**Stated problem**
Please transcribe each of the lines below with no changes at all.

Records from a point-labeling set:
+ + + + + + +

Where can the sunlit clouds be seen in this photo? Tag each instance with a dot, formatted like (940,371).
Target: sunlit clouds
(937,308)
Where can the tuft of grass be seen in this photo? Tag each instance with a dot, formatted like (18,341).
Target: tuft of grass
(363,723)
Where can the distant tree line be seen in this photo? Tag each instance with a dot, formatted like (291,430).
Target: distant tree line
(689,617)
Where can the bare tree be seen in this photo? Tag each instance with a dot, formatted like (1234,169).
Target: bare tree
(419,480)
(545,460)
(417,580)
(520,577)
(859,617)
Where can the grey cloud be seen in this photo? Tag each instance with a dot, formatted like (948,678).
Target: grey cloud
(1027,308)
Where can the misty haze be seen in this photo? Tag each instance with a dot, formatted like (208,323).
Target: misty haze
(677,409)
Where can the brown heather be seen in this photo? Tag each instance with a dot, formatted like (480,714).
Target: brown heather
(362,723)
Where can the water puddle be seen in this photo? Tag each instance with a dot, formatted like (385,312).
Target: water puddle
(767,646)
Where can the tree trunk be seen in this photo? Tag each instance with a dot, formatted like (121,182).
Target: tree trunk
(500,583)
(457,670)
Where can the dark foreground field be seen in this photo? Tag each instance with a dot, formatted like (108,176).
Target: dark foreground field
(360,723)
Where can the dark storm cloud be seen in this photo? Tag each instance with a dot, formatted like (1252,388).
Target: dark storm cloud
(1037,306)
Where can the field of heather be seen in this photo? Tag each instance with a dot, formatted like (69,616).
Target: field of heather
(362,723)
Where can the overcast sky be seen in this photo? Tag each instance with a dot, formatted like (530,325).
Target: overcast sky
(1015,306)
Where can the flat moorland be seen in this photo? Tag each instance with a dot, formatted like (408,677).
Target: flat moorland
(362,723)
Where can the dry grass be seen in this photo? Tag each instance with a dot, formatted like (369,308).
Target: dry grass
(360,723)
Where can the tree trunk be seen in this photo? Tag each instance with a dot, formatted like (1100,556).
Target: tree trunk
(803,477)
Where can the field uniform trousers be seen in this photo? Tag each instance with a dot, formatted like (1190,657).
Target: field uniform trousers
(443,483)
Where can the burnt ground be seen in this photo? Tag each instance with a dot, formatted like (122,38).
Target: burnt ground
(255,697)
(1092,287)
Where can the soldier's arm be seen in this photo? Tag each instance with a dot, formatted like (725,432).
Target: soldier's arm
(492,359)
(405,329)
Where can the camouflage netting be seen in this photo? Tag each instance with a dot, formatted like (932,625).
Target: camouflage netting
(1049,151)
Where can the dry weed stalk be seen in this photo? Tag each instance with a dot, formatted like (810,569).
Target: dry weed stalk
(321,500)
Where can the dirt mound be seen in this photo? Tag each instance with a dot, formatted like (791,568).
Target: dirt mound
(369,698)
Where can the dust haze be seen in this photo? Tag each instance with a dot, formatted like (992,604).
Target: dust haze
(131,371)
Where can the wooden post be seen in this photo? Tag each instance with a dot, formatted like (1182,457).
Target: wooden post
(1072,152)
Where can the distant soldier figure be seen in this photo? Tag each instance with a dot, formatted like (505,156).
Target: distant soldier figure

+ + + + + + +

**Answer to this problem**
Where can the sunlit clouds be seen in this photo? Tag each instance with a dot, formatted like (940,371).
Target: sunlit clouds
(937,308)
Where can the tuft of grass be seen in this photo? Tag each instance with a dot, formatted like (18,341).
Target: tuft of grass
(363,723)
Where can the distant tree line be seen in this photo? Tag each instance with a dot, formatted like (291,430).
Target: distant tree line
(689,617)
Where can the bare tree be seen in this photo? Tag each instance with a dot, formatted like (1234,169).
Target: bare tree
(419,480)
(545,460)
(417,580)
(520,577)
(859,617)
Where can the grey cloud be seen in this photo? Tag each instance with a dot, formatted like (948,678).
Target: grey cloud
(1027,308)
Where can the misty haze be seen in this photo? Tag each instance with a dot, formatted like (208,323).
Target: misty haze
(677,409)
Where can the brown heather be seen in this photo? Tag each instance with a dot, formatted like (480,714).
Target: brown heather
(362,723)
Where can the water puddle be seen in this photo? Tag each instance with a dot, formatted like (385,312).
Target: water puddle
(767,646)
Where can the tree trunk be seen in this photo? Tag each instance with a dot, formatted like (121,182).
Target: tree trunk
(500,583)
(457,670)
Where can the dark foreground field be seen in this photo? Tag each instance with a dot, formatted like (108,176).
Target: dark foreground field
(360,723)
Where can the dark storm cloud be seen in this photo? Tag each instance with a dot, formatted like (1252,388).
Target: dark storm cloud
(1037,306)
Where can the field of heather be seen in this photo? Tag each instance with a dot, formatted like (69,616).
Target: field of heather
(362,723)
Where can the overcast sky be seen in this photo? Tag each instance with a dot, formatted like (530,325).
Target: overcast sky
(1015,306)
Where can the flat moorland be seen in this photo? Tag each instance with a dot, formatted like (408,677).
Target: flat moorland
(362,723)
Where can the dry grass be seen in this photo? Tag each instance with a dot, formatted like (369,308).
Target: dry grass
(360,723)
Where can the tree trunk be seen in this photo? Tag each instance with a dot, formatted like (1100,556).
Target: tree trunk
(803,477)
Where can the field uniform trousers be seen in this photo? Tag each instance with a dot, formatted like (1190,657).
Target: field uniform trousers
(443,483)
Where can the burnt ground be seen in this photo? Tag each instance with a dot, formatted like (122,38).
Target: burnt ground
(255,697)
(1092,287)
Where can the soldier's arm be seen in this photo? Tag each instance with a dot, formatted like (725,432).
Target: soldier's arm
(492,359)
(405,329)
Where can the camouflage netting be seen in this photo? Tag each instance with a dot, formatted like (932,625).
Target: camouflage netting
(1049,151)
Where can the dry weed stalk be seen in this photo? Tag each instance with a dot, formatted like (810,569).
Target: dry weed stalk
(321,500)
Where can the dirt mound be seen in this photo? Tag each instance with a dot, formatted like (791,568).
Target: dirt mound
(369,698)
Where can the dust haze be seen in this photo? Tag each instance with a dot, formatted like (992,604).
Target: dust haze
(131,371)
Where can the wooden post be seen in this photo? Tag each instance with a dot, formatted like (1182,457).
Target: wooden post
(1072,152)
Where can the distant soldier figure be seen in this photo? Tag each instance with a dot, formatted like (505,156).
Target: distant soldier figure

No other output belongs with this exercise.